What is required: Render the listing below as a Markdown table with two columns, "Number" and "Content": one row per line, numbered in order, with blank lines and pictures left out.

########################################

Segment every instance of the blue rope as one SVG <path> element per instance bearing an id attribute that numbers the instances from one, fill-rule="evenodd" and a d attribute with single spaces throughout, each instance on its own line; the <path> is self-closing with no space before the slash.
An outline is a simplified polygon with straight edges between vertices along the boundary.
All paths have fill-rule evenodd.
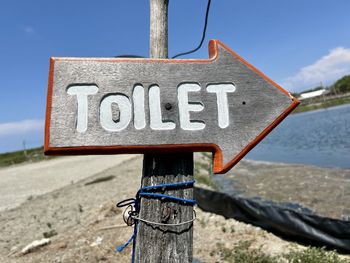
<path id="1" fill-rule="evenodd" d="M 125 206 L 133 206 L 134 211 L 131 213 L 133 215 L 138 215 L 140 212 L 140 203 L 141 203 L 141 197 L 146 197 L 146 198 L 156 198 L 160 199 L 161 201 L 174 201 L 177 203 L 183 203 L 185 205 L 195 205 L 197 204 L 196 200 L 193 199 L 185 199 L 185 198 L 180 198 L 176 196 L 171 196 L 171 195 L 166 195 L 166 194 L 161 194 L 157 193 L 159 191 L 165 191 L 165 190 L 171 190 L 171 189 L 183 189 L 187 187 L 193 187 L 195 181 L 188 181 L 188 182 L 178 182 L 178 183 L 173 183 L 173 184 L 160 184 L 160 185 L 152 185 L 152 186 L 145 186 L 140 188 L 137 193 L 135 198 L 129 198 L 125 199 L 117 204 L 117 207 L 125 207 Z M 133 242 L 133 248 L 132 248 L 132 257 L 131 257 L 131 262 L 134 263 L 135 261 L 135 238 L 137 234 L 137 226 L 138 226 L 138 221 L 135 222 L 134 225 L 134 233 L 130 237 L 130 239 L 122 246 L 117 248 L 117 251 L 121 253 L 124 248 L 126 248 L 131 241 Z"/>

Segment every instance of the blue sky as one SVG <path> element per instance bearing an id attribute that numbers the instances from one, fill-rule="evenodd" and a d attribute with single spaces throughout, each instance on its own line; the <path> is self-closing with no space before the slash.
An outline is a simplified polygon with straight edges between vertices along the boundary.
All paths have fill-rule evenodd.
<path id="1" fill-rule="evenodd" d="M 169 55 L 200 40 L 206 0 L 170 0 Z M 212 0 L 219 39 L 289 91 L 350 73 L 350 1 Z M 42 145 L 50 56 L 148 56 L 149 1 L 3 0 L 0 152 Z M 186 57 L 184 57 L 186 58 Z"/>

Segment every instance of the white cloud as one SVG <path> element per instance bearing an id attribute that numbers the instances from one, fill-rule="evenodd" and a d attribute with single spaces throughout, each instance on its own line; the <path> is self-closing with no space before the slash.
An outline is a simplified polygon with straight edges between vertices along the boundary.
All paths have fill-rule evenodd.
<path id="1" fill-rule="evenodd" d="M 290 91 L 314 88 L 322 82 L 332 84 L 344 75 L 350 74 L 350 49 L 337 47 L 315 63 L 303 67 L 294 76 L 282 81 L 282 86 Z"/>
<path id="2" fill-rule="evenodd" d="M 33 131 L 42 131 L 43 129 L 43 120 L 23 120 L 18 122 L 0 123 L 0 137 L 14 134 L 26 134 Z"/>
<path id="3" fill-rule="evenodd" d="M 34 33 L 34 28 L 32 26 L 22 26 L 21 29 L 27 34 Z"/>

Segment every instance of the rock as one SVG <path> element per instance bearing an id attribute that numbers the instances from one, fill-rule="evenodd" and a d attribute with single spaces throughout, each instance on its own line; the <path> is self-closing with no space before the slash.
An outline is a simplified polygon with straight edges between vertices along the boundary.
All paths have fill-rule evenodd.
<path id="1" fill-rule="evenodd" d="M 91 247 L 99 246 L 101 245 L 102 240 L 103 240 L 103 237 L 97 237 L 96 240 L 90 244 L 90 246 Z"/>
<path id="2" fill-rule="evenodd" d="M 34 250 L 36 250 L 40 247 L 48 245 L 50 243 L 51 243 L 51 240 L 48 238 L 43 238 L 41 240 L 34 240 L 32 243 L 30 243 L 29 245 L 27 245 L 26 247 L 24 247 L 21 250 L 21 254 L 22 255 L 28 254 L 28 253 L 33 252 Z"/>
<path id="3" fill-rule="evenodd" d="M 56 232 L 55 229 L 52 229 L 52 230 L 50 230 L 50 231 L 48 231 L 48 232 L 44 232 L 44 233 L 43 233 L 43 236 L 44 236 L 45 238 L 50 238 L 50 237 L 53 237 L 53 236 L 56 236 L 56 235 L 57 235 L 57 232 Z"/>

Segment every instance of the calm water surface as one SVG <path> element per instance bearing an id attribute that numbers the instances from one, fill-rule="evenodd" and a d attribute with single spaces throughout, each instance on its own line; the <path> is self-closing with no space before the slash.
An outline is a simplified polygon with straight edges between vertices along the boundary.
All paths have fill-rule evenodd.
<path id="1" fill-rule="evenodd" d="M 246 159 L 350 168 L 350 104 L 288 116 Z"/>

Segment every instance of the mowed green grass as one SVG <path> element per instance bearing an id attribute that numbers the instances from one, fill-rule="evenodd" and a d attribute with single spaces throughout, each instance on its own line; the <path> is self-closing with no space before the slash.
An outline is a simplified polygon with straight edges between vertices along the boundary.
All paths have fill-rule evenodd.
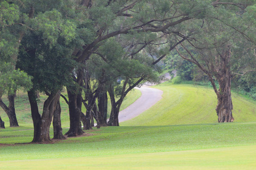
<path id="1" fill-rule="evenodd" d="M 235 122 L 218 124 L 210 88 L 168 83 L 156 88 L 164 91 L 163 99 L 143 113 L 148 117 L 144 121 L 139 117 L 52 144 L 0 145 L 0 169 L 255 169 L 254 101 L 233 95 Z M 192 103 L 197 103 L 195 109 Z M 30 142 L 33 131 L 20 131 L 29 128 L 0 129 L 0 143 Z"/>

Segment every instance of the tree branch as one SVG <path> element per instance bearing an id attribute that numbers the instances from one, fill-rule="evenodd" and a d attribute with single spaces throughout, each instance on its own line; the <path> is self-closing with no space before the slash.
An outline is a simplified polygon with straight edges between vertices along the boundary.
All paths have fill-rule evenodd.
<path id="1" fill-rule="evenodd" d="M 67 99 L 66 97 L 65 97 L 65 96 L 64 96 L 63 95 L 60 94 L 60 96 L 62 97 L 62 98 L 64 99 L 64 100 L 65 100 L 65 101 L 66 101 L 67 104 L 68 105 L 69 105 L 69 102 L 68 102 L 68 99 Z"/>
<path id="2" fill-rule="evenodd" d="M 245 71 L 245 73 L 243 73 L 242 74 L 239 74 L 239 73 L 234 73 L 234 72 L 232 72 L 232 73 L 234 74 L 236 74 L 236 75 L 238 75 L 243 76 L 243 75 L 244 75 L 245 74 L 247 74 L 247 73 L 250 73 L 250 72 L 252 72 L 252 71 L 256 71 L 256 70 L 249 70 L 249 71 Z"/>

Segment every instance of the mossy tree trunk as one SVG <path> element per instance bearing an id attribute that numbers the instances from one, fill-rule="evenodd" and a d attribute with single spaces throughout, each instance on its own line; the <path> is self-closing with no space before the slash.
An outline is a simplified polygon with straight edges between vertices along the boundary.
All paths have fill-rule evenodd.
<path id="1" fill-rule="evenodd" d="M 53 138 L 54 139 L 64 139 L 66 138 L 63 135 L 61 128 L 61 121 L 60 119 L 60 114 L 61 113 L 61 108 L 60 107 L 60 100 L 57 102 L 56 109 L 53 113 L 53 120 L 52 125 L 53 126 Z"/>
<path id="2" fill-rule="evenodd" d="M 39 112 L 35 91 L 31 90 L 28 92 L 34 129 L 32 143 L 48 143 L 52 142 L 49 136 L 49 127 L 60 95 L 59 92 L 49 95 L 44 103 L 41 116 Z"/>
<path id="3" fill-rule="evenodd" d="M 0 128 L 3 128 L 3 129 L 5 128 L 5 122 L 3 121 L 1 116 L 0 116 Z"/>
<path id="4" fill-rule="evenodd" d="M 8 96 L 8 100 L 9 101 L 9 104 L 8 107 L 3 102 L 2 99 L 0 98 L 0 106 L 8 116 L 10 127 L 19 126 L 17 118 L 16 117 L 15 108 L 14 105 L 15 97 L 15 94 Z"/>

########################################

Response for this exercise:
| Number | Content |
|---|---|
| 1 | Segment every instance of the blue rope as one SVG <path> element per instance bearing an id attribute that numbers the instances from one, fill-rule="evenodd" and a d attribute with single spaces throughout, each instance on its own line; the <path> is self-closing with no space before the slash. |
| 2 | An outline is a simplified polygon with straight edges between vertices along the boundary. |
| 3 | All paths have fill-rule evenodd. |
| 4 | <path id="1" fill-rule="evenodd" d="M 125 206 L 133 206 L 134 211 L 131 213 L 133 215 L 138 215 L 140 212 L 140 203 L 141 203 L 141 197 L 146 197 L 146 198 L 156 198 L 160 199 L 161 201 L 174 201 L 177 203 L 183 203 L 185 205 L 195 205 L 197 204 L 196 200 L 193 199 L 185 199 L 185 198 L 180 198 L 176 196 L 171 196 L 171 195 L 166 195 L 166 194 L 161 194 L 157 193 L 159 191 L 165 191 L 165 190 L 171 190 L 171 189 L 183 189 L 187 187 L 193 187 L 195 181 L 188 181 L 188 182 L 178 182 L 178 183 L 173 183 L 173 184 L 160 184 L 160 185 L 152 185 L 152 186 L 145 186 L 140 188 L 137 193 L 135 198 L 129 198 L 125 199 L 117 204 L 117 207 L 125 207 Z M 133 242 L 133 248 L 132 248 L 132 257 L 131 257 L 131 262 L 134 263 L 135 261 L 135 238 L 137 234 L 137 226 L 138 226 L 138 221 L 135 222 L 134 225 L 134 233 L 130 237 L 130 239 L 122 246 L 117 248 L 117 251 L 121 253 L 124 248 L 126 248 L 131 241 Z"/> |
| 5 | Segment every instance of the blue sky as one SVG <path> element per instance bearing an id attribute that numbers the instances from one, fill-rule="evenodd" and a d attribute with single spaces throughout, each instance on its own line; the <path> is self-closing with no space before the slash. |
| 6 | An outline is a simplified polygon with straight edges between vertices along the boundary. |
| 7 | All paths have fill-rule evenodd. |
| 8 | <path id="1" fill-rule="evenodd" d="M 169 55 L 200 40 L 206 0 L 170 0 Z M 212 0 L 219 39 L 289 91 L 350 73 L 350 1 Z M 42 145 L 50 56 L 148 56 L 149 1 L 3 0 L 0 152 Z M 186 57 L 184 57 L 186 58 Z"/> |
| 9 | Segment every instance of the white cloud as one SVG <path> element per instance bearing an id attribute that numbers the instances from one, fill-rule="evenodd" and a d attribute with single spaces throughout, each instance on its own line; the <path> is self-closing with no space before the slash. |
| 10 | An outline is a simplified polygon with straight edges between vertices along the boundary. |
| 11 | All paths have fill-rule evenodd. |
| 12 | <path id="1" fill-rule="evenodd" d="M 290 91 L 314 88 L 322 82 L 332 84 L 344 75 L 350 74 L 350 49 L 337 47 L 315 63 L 303 67 L 294 76 L 282 81 L 282 86 Z"/> |
| 13 | <path id="2" fill-rule="evenodd" d="M 33 131 L 42 131 L 43 129 L 43 120 L 23 120 L 18 122 L 0 123 L 0 137 L 14 134 L 26 134 Z"/> |
| 14 | <path id="3" fill-rule="evenodd" d="M 34 33 L 34 28 L 32 26 L 22 26 L 21 29 L 27 34 Z"/> |
| 15 | Segment every instance of the rock as one SVG <path> element per instance bearing an id attribute that numbers the instances from one, fill-rule="evenodd" and a d attribute with single spaces throughout, each instance on its own line; the <path> is self-closing with no space before the slash. |
| 16 | An outline is a simplified polygon with straight edges between vertices along the boundary. |
| 17 | All paths have fill-rule evenodd. |
| 18 | <path id="1" fill-rule="evenodd" d="M 91 247 L 99 246 L 101 245 L 102 240 L 103 240 L 103 237 L 97 237 L 96 240 L 90 244 L 90 246 Z"/> |
| 19 | <path id="2" fill-rule="evenodd" d="M 34 250 L 36 250 L 40 247 L 48 245 L 50 243 L 51 243 L 51 240 L 48 238 L 43 238 L 41 240 L 34 240 L 32 243 L 30 243 L 29 245 L 27 245 L 26 247 L 24 247 L 21 250 L 21 254 L 22 255 L 28 254 L 28 253 L 33 252 Z"/> |
| 20 | <path id="3" fill-rule="evenodd" d="M 56 232 L 55 229 L 52 229 L 52 230 L 50 230 L 50 231 L 48 231 L 48 232 L 44 232 L 44 233 L 43 233 L 43 236 L 44 236 L 45 238 L 50 238 L 50 237 L 53 237 L 53 236 L 56 236 L 56 235 L 57 235 L 57 232 Z"/> |
| 21 | Segment every instance of the calm water surface as one SVG <path> element per instance bearing an id attribute that numbers the instances from one, fill-rule="evenodd" and a d attribute with single spaces throughout, each instance on its own line; the <path> is self-closing with no space before the slash. |
| 22 | An outline is a simplified polygon with straight edges between vertices along the boundary. |
| 23 | All paths have fill-rule evenodd. |
| 24 | <path id="1" fill-rule="evenodd" d="M 246 159 L 350 168 L 350 104 L 288 116 Z"/> |
| 25 | Segment every instance of the mowed green grass as one SVG <path> element per instance bearing an id attribute that numbers the instances from one, fill-rule="evenodd" and a d attribute with single spaces throughout, each instance on its own line; the <path> is self-closing with no space before the slash. |
| 26 | An outline is a simplified polygon with straight edges between vertices along the boundary. |
| 27 | All paths have fill-rule evenodd. |
| 28 | <path id="1" fill-rule="evenodd" d="M 235 122 L 218 124 L 210 88 L 168 83 L 156 88 L 164 91 L 163 99 L 143 113 L 148 117 L 144 121 L 139 117 L 52 144 L 0 145 L 0 169 L 255 169 L 254 101 L 233 95 Z M 192 103 L 197 103 L 195 109 Z M 30 142 L 33 131 L 20 131 L 29 128 L 0 129 L 0 143 Z"/> |
| 29 | Segment every instance of the tree branch as one SVG <path> element per instance bearing an id attribute that numbers the instances from one, fill-rule="evenodd" and a d attribute with single spaces throughout, each instance on its own line; the <path> is self-closing with no space before the slash. |
| 30 | An outline is a simplified polygon with straight edges between vertices along the boundary. |
| 31 | All paths have fill-rule evenodd. |
| 32 | <path id="1" fill-rule="evenodd" d="M 67 99 L 66 97 L 65 97 L 65 96 L 64 96 L 63 95 L 60 94 L 60 96 L 62 97 L 62 98 L 64 99 L 64 100 L 65 100 L 65 101 L 66 101 L 67 104 L 68 105 L 69 105 L 69 102 L 68 102 L 68 99 Z"/> |
| 33 | <path id="2" fill-rule="evenodd" d="M 245 71 L 245 73 L 243 73 L 242 74 L 239 74 L 239 73 L 234 73 L 234 72 L 232 72 L 232 73 L 234 74 L 236 74 L 236 75 L 238 75 L 243 76 L 243 75 L 244 75 L 245 74 L 247 74 L 247 73 L 250 73 L 250 72 L 252 72 L 252 71 L 256 71 L 256 70 L 249 70 L 249 71 Z"/> |
| 34 | Segment every instance of the mossy tree trunk as one SVG <path> element per instance bearing an id attribute that numbers the instances from one, fill-rule="evenodd" and a d attribute with single spaces throughout, each instance on its own line; the <path> is self-closing with no space before the slash. |
| 35 | An outline is a simplified polygon with straight edges between vertices along the boundary. |
| 36 | All paths have fill-rule evenodd. |
| 37 | <path id="1" fill-rule="evenodd" d="M 53 138 L 54 139 L 64 139 L 66 138 L 63 135 L 61 128 L 61 121 L 60 119 L 60 114 L 61 113 L 61 108 L 60 107 L 60 100 L 57 102 L 56 109 L 53 113 L 53 120 L 52 125 L 53 126 Z"/> |
| 38 | <path id="2" fill-rule="evenodd" d="M 39 112 L 35 91 L 31 90 L 28 92 L 34 129 L 32 143 L 48 143 L 52 142 L 49 136 L 49 127 L 60 95 L 59 92 L 49 95 L 44 103 L 41 116 Z"/> |
| 39 | <path id="3" fill-rule="evenodd" d="M 0 128 L 3 128 L 3 129 L 5 128 L 5 122 L 3 121 L 1 116 L 0 116 Z"/> |
| 40 | <path id="4" fill-rule="evenodd" d="M 8 96 L 8 100 L 9 101 L 9 104 L 8 107 L 3 102 L 2 99 L 0 98 L 0 106 L 8 116 L 10 127 L 19 126 L 17 118 L 16 117 L 15 108 L 14 105 L 15 97 L 15 94 Z"/> |